- Gyms across the country are selling protein-rich, all-natural prepared meals to their members, according to The Wall Street Journal.
- The meals, many of which follow special diets like the Paleo diet, range in price from $8 to $14. Members can order specific meals ahead of time and have them delivered to the gym, or they can grab from an assortment of options from a refrigerated case after their workout. One gym manager in Kentucky told the Journal that 25% of her members purchase prepared meals.
- The trend, according to experts interviewed by the Journal, reflects the growing focus on food as an important part of a healthy workout. The U.S. Army is launching a program that puts more healthy meals in its training facilities.
From drug stores to office supplies stores, more retail locations than ever are siphoning off sales from supermarkets by offering packaged food and beverages. Now add to those ranks another channel — and a potentially formidable one at that.
Gyms have a lot of competitive advantages when it comes to selling high-margin prepared foods. They’re seen as trusted outlets, with the same trainers that craft members’ workouts also selecting the best foods to fuel their bodies. Gyms also have the convenience factor in their favor, since many of their members work out before or after work, right before two of the day’s main meals. Members can eat in designated dining areas before leaving, or take a meal to go and eat at work or home.
Savvy gym operators, which have long supplied protein powders, juices and other post-workout fuel, can also lock in high-value customers by making prepared meals a part of their regimens. And here’s the most daunting part of the story for supermarkets: Gyms are everywhere.
So what can grocers do? Although gyms are viewed as trusted sources, so too are supermarkets, especially those that have invested in healthy marketing and resources. Store dietitians should have the upper hand when it comes to nutrition advice, and can work with shoppers individually or through classes to craft meal plans that work in concert with exercise plans. Although many dietitians emphasize made-from-scratch cooking, the proliferation of healthy, all-natural prepared meals makes it easier to recommend convenient meal kits and grab-and-go foods.
————
### ACTIONS TO TAKE
A – In the article on gyms selling prepared meals, what price range do the meals cover?
B – Carry on the article about gyms selling prepared meals, beginning after its final sentence.
————
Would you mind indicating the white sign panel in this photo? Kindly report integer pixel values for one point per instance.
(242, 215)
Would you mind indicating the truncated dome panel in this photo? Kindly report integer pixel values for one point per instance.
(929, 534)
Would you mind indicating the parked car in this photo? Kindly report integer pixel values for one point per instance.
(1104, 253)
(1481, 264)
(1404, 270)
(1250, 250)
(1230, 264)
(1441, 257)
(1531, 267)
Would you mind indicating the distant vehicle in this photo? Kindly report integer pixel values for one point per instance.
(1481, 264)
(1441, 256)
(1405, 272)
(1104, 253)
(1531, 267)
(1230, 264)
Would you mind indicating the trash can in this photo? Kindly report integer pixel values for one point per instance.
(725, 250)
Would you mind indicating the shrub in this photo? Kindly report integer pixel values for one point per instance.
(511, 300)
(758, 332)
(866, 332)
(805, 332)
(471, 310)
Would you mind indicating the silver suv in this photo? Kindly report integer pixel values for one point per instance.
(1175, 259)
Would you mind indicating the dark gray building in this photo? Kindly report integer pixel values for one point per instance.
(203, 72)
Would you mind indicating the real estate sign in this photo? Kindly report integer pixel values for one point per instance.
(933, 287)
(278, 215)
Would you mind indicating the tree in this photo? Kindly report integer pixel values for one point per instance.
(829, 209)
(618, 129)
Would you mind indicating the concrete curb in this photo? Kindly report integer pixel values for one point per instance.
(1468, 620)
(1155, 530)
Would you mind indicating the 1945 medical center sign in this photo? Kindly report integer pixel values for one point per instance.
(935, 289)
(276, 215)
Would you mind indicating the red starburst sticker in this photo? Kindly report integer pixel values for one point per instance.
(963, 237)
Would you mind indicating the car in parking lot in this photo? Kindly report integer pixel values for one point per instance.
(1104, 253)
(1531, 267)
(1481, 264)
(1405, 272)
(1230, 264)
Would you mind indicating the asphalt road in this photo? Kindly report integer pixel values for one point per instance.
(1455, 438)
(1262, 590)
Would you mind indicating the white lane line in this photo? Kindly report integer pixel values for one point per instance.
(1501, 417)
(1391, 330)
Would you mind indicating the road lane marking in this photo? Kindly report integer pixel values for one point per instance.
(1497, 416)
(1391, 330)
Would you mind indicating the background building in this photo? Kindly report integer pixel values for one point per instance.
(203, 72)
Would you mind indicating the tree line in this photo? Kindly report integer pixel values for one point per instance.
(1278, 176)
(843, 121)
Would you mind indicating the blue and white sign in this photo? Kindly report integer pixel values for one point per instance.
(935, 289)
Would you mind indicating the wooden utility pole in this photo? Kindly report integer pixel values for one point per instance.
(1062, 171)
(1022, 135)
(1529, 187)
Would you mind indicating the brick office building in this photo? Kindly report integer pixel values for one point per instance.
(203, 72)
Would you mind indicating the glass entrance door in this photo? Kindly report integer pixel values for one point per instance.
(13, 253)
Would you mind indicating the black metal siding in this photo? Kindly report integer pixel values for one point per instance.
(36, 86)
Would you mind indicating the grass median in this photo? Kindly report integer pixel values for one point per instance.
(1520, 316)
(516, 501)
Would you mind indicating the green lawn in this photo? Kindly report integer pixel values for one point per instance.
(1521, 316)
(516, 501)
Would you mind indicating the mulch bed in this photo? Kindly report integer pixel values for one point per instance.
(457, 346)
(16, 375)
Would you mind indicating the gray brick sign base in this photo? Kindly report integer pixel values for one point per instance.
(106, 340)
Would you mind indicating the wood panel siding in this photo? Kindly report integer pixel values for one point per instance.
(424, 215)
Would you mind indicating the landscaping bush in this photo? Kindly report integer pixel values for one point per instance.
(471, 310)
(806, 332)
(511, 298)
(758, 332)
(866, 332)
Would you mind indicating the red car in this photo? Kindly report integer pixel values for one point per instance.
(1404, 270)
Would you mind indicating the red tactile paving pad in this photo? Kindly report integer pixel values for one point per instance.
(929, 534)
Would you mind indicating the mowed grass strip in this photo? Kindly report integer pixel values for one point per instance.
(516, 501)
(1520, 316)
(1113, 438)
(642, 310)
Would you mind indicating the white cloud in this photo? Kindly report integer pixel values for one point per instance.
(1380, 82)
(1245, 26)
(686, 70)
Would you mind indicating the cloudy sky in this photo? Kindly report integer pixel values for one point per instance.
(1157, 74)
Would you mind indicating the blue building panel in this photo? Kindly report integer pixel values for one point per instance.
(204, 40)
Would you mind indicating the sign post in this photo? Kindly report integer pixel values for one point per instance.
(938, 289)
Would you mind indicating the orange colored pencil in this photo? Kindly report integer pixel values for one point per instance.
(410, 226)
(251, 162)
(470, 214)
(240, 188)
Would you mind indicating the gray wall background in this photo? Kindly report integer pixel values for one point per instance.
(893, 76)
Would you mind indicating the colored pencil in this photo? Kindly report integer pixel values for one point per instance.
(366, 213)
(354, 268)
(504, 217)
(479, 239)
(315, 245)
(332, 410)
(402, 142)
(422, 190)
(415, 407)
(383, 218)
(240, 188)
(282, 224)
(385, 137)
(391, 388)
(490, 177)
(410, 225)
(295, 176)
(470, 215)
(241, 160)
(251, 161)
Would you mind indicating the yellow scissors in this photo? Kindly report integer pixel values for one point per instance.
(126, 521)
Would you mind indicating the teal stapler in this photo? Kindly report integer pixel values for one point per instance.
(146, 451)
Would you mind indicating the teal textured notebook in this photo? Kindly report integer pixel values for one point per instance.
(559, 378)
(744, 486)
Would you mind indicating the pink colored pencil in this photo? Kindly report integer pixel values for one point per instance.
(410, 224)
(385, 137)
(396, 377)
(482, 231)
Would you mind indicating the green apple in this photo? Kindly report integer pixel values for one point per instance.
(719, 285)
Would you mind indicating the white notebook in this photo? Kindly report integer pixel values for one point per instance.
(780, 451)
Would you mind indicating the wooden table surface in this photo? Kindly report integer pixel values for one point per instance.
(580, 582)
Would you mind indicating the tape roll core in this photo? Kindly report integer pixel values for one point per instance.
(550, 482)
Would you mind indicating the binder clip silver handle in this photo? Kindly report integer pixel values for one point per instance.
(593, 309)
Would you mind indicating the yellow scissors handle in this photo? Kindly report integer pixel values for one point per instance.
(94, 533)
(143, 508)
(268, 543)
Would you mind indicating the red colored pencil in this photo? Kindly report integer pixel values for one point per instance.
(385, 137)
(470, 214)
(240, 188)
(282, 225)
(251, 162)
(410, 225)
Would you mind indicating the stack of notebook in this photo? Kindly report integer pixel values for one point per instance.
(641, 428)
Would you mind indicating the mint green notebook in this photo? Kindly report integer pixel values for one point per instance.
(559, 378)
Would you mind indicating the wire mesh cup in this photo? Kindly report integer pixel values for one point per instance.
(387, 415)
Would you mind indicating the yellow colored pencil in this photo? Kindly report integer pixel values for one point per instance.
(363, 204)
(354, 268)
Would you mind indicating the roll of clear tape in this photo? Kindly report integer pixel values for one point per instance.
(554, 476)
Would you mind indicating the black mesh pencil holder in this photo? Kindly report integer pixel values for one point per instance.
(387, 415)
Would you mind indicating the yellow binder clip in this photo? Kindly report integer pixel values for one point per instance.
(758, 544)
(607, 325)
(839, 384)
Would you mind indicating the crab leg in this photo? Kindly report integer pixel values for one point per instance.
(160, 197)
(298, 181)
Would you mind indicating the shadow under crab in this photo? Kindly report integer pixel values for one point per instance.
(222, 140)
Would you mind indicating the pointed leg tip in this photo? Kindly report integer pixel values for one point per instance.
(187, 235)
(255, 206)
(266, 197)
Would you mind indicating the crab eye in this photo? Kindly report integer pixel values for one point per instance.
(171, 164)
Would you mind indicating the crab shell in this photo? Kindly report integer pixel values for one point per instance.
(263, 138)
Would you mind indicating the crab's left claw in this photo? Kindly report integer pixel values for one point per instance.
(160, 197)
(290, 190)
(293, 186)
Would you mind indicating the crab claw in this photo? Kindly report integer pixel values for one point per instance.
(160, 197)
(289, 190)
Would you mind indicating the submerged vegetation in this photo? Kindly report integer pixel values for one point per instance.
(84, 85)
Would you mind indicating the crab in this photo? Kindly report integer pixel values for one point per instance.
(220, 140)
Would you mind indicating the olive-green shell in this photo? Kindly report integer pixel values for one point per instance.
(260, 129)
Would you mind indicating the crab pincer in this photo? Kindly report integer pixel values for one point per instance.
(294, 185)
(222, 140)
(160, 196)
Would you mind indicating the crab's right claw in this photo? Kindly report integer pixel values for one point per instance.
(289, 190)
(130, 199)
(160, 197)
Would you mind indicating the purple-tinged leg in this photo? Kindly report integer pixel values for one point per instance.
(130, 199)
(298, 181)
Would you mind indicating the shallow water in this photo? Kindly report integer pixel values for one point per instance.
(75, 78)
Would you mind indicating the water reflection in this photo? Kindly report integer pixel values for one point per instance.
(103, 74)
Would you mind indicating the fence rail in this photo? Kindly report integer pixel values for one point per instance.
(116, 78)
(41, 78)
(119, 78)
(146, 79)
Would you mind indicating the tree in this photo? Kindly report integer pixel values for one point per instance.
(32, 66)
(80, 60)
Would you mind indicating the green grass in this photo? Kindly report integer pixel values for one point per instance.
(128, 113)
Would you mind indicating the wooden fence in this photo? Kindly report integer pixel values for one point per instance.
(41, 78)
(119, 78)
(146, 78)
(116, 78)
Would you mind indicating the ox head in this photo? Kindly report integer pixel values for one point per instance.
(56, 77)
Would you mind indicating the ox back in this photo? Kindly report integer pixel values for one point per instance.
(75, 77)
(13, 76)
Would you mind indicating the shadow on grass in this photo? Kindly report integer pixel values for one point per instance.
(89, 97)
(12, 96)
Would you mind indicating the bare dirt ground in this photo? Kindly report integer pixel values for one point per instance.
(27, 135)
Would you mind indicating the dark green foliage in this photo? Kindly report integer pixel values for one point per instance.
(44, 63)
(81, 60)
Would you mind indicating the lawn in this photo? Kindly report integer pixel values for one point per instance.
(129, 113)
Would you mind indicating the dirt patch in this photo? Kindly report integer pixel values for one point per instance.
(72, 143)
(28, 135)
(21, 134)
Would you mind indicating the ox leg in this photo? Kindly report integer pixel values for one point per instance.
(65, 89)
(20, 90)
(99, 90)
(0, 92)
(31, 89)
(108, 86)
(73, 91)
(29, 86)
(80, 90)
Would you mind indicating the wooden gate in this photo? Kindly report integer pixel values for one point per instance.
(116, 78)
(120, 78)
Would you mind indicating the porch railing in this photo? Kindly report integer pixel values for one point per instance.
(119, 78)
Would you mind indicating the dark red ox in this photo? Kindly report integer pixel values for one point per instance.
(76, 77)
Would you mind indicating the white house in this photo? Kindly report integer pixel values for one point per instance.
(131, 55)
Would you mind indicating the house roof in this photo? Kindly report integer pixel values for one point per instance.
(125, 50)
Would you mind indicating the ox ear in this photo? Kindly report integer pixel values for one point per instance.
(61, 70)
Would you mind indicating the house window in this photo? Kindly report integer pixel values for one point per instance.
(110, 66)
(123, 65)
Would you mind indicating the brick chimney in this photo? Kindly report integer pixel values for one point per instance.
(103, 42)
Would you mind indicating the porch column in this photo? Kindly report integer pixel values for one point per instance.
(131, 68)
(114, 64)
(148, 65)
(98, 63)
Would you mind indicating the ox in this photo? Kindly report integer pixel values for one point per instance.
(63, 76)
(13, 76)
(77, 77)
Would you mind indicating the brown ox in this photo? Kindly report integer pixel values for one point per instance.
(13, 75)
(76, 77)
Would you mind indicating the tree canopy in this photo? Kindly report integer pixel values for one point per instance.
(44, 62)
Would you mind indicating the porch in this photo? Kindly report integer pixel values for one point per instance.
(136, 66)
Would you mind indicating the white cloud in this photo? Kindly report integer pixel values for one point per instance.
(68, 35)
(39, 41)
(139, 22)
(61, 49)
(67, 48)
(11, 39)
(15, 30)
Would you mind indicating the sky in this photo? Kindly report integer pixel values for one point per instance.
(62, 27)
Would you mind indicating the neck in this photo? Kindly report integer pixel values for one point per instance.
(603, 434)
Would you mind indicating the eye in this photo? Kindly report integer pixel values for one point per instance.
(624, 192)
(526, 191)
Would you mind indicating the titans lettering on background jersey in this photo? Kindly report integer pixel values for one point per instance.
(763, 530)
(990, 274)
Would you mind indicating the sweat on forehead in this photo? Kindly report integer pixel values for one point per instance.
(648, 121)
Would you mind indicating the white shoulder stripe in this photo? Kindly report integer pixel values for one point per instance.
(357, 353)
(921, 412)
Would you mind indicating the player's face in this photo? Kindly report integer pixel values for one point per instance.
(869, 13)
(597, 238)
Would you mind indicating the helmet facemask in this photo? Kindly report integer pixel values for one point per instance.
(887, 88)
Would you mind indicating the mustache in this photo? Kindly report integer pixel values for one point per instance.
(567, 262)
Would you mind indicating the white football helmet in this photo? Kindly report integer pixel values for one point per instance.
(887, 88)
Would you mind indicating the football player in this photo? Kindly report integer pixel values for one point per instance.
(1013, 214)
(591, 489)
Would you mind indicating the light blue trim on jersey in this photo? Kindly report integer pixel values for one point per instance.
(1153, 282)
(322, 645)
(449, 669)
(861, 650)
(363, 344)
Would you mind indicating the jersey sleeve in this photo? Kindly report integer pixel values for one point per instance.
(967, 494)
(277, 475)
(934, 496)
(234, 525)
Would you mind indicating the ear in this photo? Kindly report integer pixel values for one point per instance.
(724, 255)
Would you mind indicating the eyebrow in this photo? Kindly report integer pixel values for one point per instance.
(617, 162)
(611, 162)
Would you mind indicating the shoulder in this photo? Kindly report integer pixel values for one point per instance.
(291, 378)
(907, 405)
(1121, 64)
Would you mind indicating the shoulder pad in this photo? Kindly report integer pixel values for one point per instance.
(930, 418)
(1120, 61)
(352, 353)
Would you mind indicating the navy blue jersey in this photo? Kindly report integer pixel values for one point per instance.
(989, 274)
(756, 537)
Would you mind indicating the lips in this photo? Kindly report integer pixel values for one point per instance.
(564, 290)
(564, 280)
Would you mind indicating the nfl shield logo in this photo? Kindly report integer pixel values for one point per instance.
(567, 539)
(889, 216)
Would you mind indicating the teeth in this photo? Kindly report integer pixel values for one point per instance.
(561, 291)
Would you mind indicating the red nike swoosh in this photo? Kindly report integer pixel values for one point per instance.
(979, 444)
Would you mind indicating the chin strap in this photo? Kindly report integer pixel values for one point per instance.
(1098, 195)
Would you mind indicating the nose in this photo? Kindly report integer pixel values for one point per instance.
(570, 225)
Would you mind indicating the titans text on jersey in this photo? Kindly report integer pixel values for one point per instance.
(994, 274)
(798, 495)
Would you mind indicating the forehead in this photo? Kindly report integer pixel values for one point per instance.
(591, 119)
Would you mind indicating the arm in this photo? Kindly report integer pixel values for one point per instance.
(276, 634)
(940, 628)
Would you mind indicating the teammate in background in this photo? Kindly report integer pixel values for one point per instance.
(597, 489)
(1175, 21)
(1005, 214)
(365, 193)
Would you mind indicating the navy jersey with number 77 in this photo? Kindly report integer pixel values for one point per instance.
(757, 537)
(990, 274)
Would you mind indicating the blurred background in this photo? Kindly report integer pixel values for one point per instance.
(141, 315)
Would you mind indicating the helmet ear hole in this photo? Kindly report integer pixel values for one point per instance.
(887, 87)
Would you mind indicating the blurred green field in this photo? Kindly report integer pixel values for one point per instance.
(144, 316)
————
### ANSWERS FOR THE TASKS
A – They range from $8 to $14.

B –
Supermarkets can also do a better job than gyms at pricing and merchandising healthy prepared foods. If a local fitness center is selling meals like hotcakes, a grocer can easily price check the location, then offer the same meals for fifty cents or a dollar less. Gyms often partner with just one or two meal providers, meaning their choices are limited. As the Journal notes, members also like to stock up on meals for the week, presenting another opportunity for grocers to win on price and selection.
One grocer, at least, seems to have already picked up on the selling potential of gyms, and has decided to join forces rather than go head-to-head. This summer, Hy-Vee announced a partnership with fast-growing OrangeTheory fitness centers to open locations in or adjacent to select stores. The two companies will integrate their training and nutrition services, offering store tours, healthy product samples and other programs to shoppers. It will be interesting to see if other grocery chains follow suit, and how the health and nutrition spaces continue to converge in retail.